- Text provided:
####################
Reactions: Funny 1 | +Karma 1


----------



## Treecycle Hardwoods

@pinky may want to join us also.


----------



## eaglea1

Treecycle Hardwoods said:


> @Graybeard @eaglea1 @Allen Tomaszek would be 3 that come to mind as someone who may want to join us.


 
Thanks Greg, I would love to be there, sounds like a blast, but we have a wedding going on that day..
, but I guess it's better than opening day of "ANY" hunting season! Maybe the groom will get cold feet or
better yet, I could just bring him along that day.

Reactions: Funny 2


----------



## Final Strut

Kevin said:


> How come no one tagged me? Oh wait a minute, isn't Barberoo north of the Red River?


 
Wait a minute, you were invited.



Final Strut said:


> *All are invited*. This has always been a lot of fun when we get together and I have no doubt that this time around will be any exception. If you plan to attend, even if there is a very slight chance but it is doubtful make it known in this thread so I can get a list of how many will be here so I know how much de-junking I need to do to make room.


----------



## Tony

@Kevin, I thought we were having a south of the Red meeting at your place in the Spring? Is that still in the works?


----------



## Kevin

Tony said:


> @Kevin, I thought we were having a south of the Red meeting at your place in the Spring? Is that still in the works?



Maybe. Maybe not. I rarely plan that far ahead.


----------



## Tony

Whenever you're ready I'll head that way with a truckload of mesquite to swap with ya!


----------



## GeauxGameCalls

I'll join ya Tony!


----------



## Tony

GeauxGameCalls said:


> I'll join ya Tony!



Sounds good Elliot, I'll swing out to the bayou and pick you up! Now we just have to convince the boss to do it.......


----------



## GeauxGameCalls

I would say id host but i don't think my shop could fit that many people!


----------



## Tony

I know mine won't, I can barely fit it there now, it's reached critical mass!


----------



## Graybeard

Would like to make it, depends on some health issues. What's new huh?

Graybeard


----------



## Final Strut

Alright everyone we are down to about a week and a half till the gathering. so far I have @rob3232 , @Schroedc , @Treecycle Hardwoods , @Graybeard , and myself attending. Tag away guys if you can think of anyone else that might enjoy attending. As long as I can get the shop cleaned before then I have plenty of room. I will get my address sent out to everyone via conversation probably next Wednesday. 

I don't know about all yous guys but I am gettin excited.

Reactions: Like 1


----------



## Treecycle Hardwoods

@arkie are you going to be able to make it? If so any chance on a stamp casting demo?


----------



## Final Strut

I did a quick search and came up with a few names. I am not sure where @Toyman is from and I found @DrakeDropperCalls and @LarryLeeK that are not to far out. You guys are all welcome to join us. 

Drake Dropper, I don't know if you remember or not but you an I talked just briefly a long time ago on THO about maybe putting a call makers gathering together.


----------



## Final Strut

The clock is ticking away to get on the list of those that I will be sending my address out to for the winter gathering coming up this weekend. So far I have treecycle, Rob3232, Schroedc, Graybeard, and myself. I will be starting a new conversation either tomorrow night or Thursday with my address so everyone can find me.

Reactions: Like 2 | Way Cool 1


----------



## Kevin

We don't need your address just mark an "x" on the map where your wood hoard is kept.
####################
- Written request A: Print the section of the forum thread that begins at the words "Sounds good Elliot, I'll" and stops after "that many people!".

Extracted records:
####################
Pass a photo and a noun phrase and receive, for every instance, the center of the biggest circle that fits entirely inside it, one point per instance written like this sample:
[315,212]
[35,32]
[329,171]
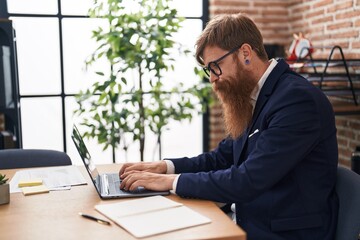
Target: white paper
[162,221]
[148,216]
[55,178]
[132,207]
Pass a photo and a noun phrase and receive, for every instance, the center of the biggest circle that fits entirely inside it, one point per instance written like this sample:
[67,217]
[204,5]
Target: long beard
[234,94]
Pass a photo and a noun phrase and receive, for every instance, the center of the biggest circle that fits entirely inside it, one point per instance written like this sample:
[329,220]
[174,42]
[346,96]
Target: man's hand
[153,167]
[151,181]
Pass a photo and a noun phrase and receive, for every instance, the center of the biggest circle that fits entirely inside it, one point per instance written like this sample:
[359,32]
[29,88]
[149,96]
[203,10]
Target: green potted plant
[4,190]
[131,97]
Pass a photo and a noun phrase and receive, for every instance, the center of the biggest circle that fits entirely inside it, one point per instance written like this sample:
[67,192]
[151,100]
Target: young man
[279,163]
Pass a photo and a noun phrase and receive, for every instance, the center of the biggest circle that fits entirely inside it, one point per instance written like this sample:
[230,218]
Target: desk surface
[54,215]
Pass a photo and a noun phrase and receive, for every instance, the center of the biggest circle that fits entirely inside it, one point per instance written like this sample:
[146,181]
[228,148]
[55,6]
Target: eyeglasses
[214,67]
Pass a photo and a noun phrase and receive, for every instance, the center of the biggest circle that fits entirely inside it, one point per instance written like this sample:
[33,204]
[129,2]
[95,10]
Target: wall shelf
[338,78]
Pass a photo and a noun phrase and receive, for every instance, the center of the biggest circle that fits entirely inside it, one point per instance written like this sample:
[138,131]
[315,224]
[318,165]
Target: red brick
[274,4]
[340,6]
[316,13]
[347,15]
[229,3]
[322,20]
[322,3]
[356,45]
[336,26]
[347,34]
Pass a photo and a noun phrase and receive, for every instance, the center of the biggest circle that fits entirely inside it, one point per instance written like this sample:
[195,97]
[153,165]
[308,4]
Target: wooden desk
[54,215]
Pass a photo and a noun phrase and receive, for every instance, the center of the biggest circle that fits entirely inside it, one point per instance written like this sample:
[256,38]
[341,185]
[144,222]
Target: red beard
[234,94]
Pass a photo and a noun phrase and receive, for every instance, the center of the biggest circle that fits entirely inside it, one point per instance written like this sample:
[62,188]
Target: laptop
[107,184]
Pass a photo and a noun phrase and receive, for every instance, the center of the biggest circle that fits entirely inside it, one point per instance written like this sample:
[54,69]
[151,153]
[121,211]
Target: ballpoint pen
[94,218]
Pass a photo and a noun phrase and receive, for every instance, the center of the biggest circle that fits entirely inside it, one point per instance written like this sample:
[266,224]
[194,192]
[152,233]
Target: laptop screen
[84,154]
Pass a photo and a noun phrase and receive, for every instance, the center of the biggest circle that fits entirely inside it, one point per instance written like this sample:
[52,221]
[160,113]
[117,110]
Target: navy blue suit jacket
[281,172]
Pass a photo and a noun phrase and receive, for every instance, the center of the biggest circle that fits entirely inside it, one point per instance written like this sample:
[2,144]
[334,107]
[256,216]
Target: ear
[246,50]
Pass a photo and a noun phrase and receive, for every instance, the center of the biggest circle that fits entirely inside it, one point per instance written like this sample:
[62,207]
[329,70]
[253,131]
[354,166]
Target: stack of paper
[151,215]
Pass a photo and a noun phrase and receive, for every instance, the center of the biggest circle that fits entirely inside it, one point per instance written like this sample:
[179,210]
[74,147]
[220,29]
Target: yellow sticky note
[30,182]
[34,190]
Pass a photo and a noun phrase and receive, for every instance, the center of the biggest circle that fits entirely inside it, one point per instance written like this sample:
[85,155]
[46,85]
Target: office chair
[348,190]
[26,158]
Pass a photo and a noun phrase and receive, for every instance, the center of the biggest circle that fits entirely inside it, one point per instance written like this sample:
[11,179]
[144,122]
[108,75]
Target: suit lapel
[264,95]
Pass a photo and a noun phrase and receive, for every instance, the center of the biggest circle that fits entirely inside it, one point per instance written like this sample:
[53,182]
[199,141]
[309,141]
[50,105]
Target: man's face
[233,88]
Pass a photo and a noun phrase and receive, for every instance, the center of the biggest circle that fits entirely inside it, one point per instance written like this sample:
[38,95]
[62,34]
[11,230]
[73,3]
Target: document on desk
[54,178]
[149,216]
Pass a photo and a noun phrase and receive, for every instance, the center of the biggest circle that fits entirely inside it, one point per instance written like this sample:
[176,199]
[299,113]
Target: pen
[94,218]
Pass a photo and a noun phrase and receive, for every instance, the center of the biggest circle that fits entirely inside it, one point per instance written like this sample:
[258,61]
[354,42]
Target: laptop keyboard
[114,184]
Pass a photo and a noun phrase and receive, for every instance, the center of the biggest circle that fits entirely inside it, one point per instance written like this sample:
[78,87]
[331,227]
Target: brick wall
####################
- Written request B: Report each line of the records that contains the string "laptop", matching case exactly.

- Response A:
Sounds good Elliot, I'll swing out to the bayou and pick you up! Now we just have to convince the boss to do it.......


----------



## GeauxGameCalls

I would say id host but i don't think my shop could fit that many people!

- Response B:
Target: laptop
Target: laptop screen
Target: laptop keyboard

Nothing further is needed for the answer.